■ **Directions**
Copy the entries below, putting "fill rule" wherever "ring rule" appears and leaving everything else unchanged.

■ **Data supplied**
◆ ◆ ◆ ◆ ◆ ◆ ◆

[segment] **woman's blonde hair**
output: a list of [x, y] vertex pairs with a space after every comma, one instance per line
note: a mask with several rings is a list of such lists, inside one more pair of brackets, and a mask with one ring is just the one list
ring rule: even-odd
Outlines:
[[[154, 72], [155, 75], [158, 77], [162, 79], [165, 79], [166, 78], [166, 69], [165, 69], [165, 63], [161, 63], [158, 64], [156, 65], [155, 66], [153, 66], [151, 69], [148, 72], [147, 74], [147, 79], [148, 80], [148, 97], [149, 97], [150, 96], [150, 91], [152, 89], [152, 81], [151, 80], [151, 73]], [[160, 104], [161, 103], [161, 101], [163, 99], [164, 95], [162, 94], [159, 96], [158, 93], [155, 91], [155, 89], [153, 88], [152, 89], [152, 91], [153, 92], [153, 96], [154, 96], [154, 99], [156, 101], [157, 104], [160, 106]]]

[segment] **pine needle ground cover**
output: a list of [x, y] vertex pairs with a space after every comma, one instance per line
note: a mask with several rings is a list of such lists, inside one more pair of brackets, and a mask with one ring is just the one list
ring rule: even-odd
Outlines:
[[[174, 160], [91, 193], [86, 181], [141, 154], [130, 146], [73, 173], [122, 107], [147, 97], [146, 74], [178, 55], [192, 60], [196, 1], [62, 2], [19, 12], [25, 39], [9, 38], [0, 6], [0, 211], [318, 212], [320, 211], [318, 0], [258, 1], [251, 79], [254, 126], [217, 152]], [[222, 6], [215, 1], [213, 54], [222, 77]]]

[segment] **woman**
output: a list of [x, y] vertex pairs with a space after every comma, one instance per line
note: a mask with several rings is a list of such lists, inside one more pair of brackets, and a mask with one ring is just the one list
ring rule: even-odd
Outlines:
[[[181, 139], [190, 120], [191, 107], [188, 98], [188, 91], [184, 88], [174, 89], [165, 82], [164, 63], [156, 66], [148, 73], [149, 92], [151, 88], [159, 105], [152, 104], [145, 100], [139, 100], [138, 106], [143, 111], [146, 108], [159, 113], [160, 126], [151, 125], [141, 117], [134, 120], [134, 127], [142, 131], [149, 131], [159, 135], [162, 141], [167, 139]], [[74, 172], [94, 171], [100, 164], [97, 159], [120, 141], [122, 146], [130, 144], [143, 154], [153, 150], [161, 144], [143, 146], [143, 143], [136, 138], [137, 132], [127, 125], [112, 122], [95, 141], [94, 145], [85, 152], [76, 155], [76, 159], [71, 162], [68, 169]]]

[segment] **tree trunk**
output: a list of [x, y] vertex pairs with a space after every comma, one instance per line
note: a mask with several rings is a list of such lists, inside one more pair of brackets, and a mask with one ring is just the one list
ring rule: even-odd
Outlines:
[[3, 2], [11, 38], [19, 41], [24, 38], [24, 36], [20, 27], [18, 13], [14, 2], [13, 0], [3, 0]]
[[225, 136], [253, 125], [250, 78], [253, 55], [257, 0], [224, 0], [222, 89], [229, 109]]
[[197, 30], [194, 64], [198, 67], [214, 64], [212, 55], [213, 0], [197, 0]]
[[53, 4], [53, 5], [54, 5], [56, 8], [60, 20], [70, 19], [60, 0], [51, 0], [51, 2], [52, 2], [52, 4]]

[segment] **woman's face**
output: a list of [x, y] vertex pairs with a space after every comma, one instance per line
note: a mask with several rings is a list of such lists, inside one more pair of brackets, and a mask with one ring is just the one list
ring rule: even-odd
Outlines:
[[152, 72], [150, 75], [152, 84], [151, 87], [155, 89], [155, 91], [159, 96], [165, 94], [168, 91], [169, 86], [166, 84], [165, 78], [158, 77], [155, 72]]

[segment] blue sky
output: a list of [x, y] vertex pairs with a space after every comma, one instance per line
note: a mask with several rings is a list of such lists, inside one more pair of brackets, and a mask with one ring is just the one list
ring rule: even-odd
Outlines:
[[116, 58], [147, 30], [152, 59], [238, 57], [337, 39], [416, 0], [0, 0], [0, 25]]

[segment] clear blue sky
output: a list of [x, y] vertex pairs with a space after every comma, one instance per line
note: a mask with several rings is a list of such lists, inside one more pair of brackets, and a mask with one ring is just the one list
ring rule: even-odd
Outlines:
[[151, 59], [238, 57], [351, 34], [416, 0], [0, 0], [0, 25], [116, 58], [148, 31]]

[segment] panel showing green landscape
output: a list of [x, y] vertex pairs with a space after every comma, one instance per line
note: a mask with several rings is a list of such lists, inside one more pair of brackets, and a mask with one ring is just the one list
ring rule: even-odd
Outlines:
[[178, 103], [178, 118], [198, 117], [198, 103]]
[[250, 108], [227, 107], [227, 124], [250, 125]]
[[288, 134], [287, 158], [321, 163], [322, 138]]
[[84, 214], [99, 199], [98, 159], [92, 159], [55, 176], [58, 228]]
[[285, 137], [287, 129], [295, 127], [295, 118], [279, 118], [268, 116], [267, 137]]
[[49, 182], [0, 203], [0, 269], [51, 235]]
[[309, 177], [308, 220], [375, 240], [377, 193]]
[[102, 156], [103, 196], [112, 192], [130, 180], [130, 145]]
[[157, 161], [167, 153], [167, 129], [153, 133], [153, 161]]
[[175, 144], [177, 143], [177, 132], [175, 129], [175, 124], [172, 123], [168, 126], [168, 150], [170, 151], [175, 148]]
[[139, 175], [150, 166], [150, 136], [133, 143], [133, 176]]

◆ ◆ ◆ ◆ ◆ ◆ ◆

■ **Correct answer**
[segment] **woman's blonde hair**
output: a list of [x, y] vertex pairs with a space after every comma, one instance per line
note: a mask with several rings is a list of such lists, inside one more pair of brackets, and a mask with one ring is just the one list
fill rule: even-odd
Outlines:
[[[154, 72], [155, 75], [158, 77], [162, 79], [165, 79], [166, 78], [166, 69], [165, 69], [165, 63], [161, 63], [158, 64], [156, 65], [155, 66], [153, 66], [151, 69], [148, 72], [147, 74], [147, 79], [148, 80], [148, 97], [149, 97], [150, 96], [150, 91], [152, 89], [152, 81], [151, 80], [151, 73]], [[160, 104], [161, 103], [161, 101], [163, 99], [164, 95], [162, 94], [159, 96], [158, 93], [155, 91], [155, 89], [153, 88], [152, 89], [152, 91], [153, 92], [153, 96], [154, 96], [154, 99], [156, 101], [157, 104], [160, 106]]]

[segment] **pine needle ground cover**
output: a list of [x, y] vertex pairs with a space after every comma, one instance per line
note: a mask with several rings is a list of such lists, inside one more pair of brackets, and a mask with one ring is just the one list
fill rule: even-odd
Outlines:
[[[174, 160], [91, 193], [86, 181], [141, 154], [130, 146], [73, 173], [122, 107], [147, 97], [146, 74], [178, 55], [192, 60], [196, 1], [62, 2], [19, 12], [25, 39], [9, 38], [0, 6], [0, 211], [318, 212], [320, 211], [318, 0], [258, 1], [251, 79], [254, 126], [217, 152]], [[222, 6], [215, 1], [213, 54], [222, 77]]]

[segment] **woman**
output: a list of [x, y] vertex pairs with a space after every comma, one instance per line
note: a mask with several rings is a list of such lists, inside one more pair of brackets, and a mask with one ring is just the one list
fill rule: even-odd
Outlines:
[[[181, 139], [190, 120], [191, 107], [188, 98], [188, 91], [184, 88], [174, 89], [165, 82], [164, 63], [156, 66], [148, 73], [149, 92], [151, 88], [159, 105], [152, 104], [145, 100], [139, 100], [138, 106], [143, 111], [146, 108], [159, 113], [160, 126], [151, 125], [141, 117], [134, 120], [134, 127], [142, 131], [149, 131], [159, 135], [162, 141], [167, 139]], [[74, 172], [94, 171], [100, 164], [97, 159], [120, 141], [122, 146], [130, 144], [143, 154], [153, 150], [161, 144], [143, 146], [143, 143], [136, 138], [137, 132], [127, 125], [112, 122], [95, 141], [94, 145], [85, 152], [76, 155], [76, 159], [71, 162], [68, 169]]]

[segment] **tree trunk**
output: a list of [x, y] vertex pairs with a space after every comma, one instance per line
note: a mask with several rings is a list of such lists, inside one more pair of brackets, and a mask with one ring is just the one list
fill rule: even-odd
Outlines:
[[3, 2], [11, 38], [19, 41], [24, 38], [24, 36], [20, 27], [18, 13], [14, 2], [13, 0], [3, 0]]
[[225, 136], [253, 125], [250, 78], [253, 55], [257, 0], [224, 0], [222, 89], [229, 109]]
[[197, 30], [194, 64], [198, 67], [214, 64], [212, 55], [213, 0], [197, 0]]
[[53, 4], [53, 5], [54, 5], [56, 8], [60, 20], [70, 19], [60, 0], [51, 0], [51, 2], [52, 2], [52, 4]]

[segment] **woman's face**
output: a list of [x, y] vertex pairs with a space after every comma, one instance per line
note: a mask with several rings is a list of such lists, inside one more pair of brackets, and a mask with one ring is just the one list
fill rule: even-odd
Outlines:
[[152, 72], [150, 75], [152, 84], [151, 87], [155, 89], [155, 91], [159, 96], [165, 94], [168, 91], [169, 86], [166, 84], [165, 78], [158, 77], [155, 72]]

[segment] blue sky
output: a list of [x, y] vertex pairs with a space after every comma, one instance per line
note: a mask with several rings is a list of such lists, inside one more pair of brackets, and a mask with one ring is just the one list
fill rule: even-odd
Outlines:
[[116, 58], [147, 30], [152, 59], [238, 57], [337, 39], [416, 0], [0, 0], [0, 25]]

[segment] clear blue sky
output: a list of [x, y] vertex pairs with a space after every comma, one instance per line
note: a mask with several rings is a list of such lists, inside one more pair of brackets, and a mask with one ring is just the one list
fill rule: even-odd
Outlines:
[[151, 59], [238, 57], [351, 34], [416, 0], [0, 0], [0, 25], [116, 58], [148, 31]]

[segment] panel showing green landscape
output: a list of [x, y] vertex pairs with a space after every comma, one instance per line
note: a mask with several rings is a list of such lists, inside one more pair of brackets, and a mask with one ring is just the one list
fill rule: even-odd
Outlines:
[[178, 103], [178, 118], [198, 117], [198, 103]]
[[250, 108], [227, 107], [227, 124], [250, 125]]
[[288, 134], [287, 158], [321, 163], [322, 138]]
[[84, 214], [99, 199], [98, 159], [92, 159], [55, 176], [58, 228]]
[[285, 137], [287, 129], [295, 127], [295, 118], [279, 118], [268, 116], [267, 137]]
[[49, 182], [0, 203], [0, 269], [51, 235]]
[[309, 177], [308, 220], [375, 240], [377, 193]]
[[102, 156], [103, 196], [112, 192], [130, 180], [130, 145]]
[[157, 161], [167, 153], [167, 129], [153, 133], [153, 161]]
[[175, 144], [177, 143], [177, 132], [175, 129], [175, 124], [172, 123], [168, 126], [168, 150], [170, 151], [175, 148]]
[[139, 175], [150, 166], [150, 136], [133, 143], [133, 176]]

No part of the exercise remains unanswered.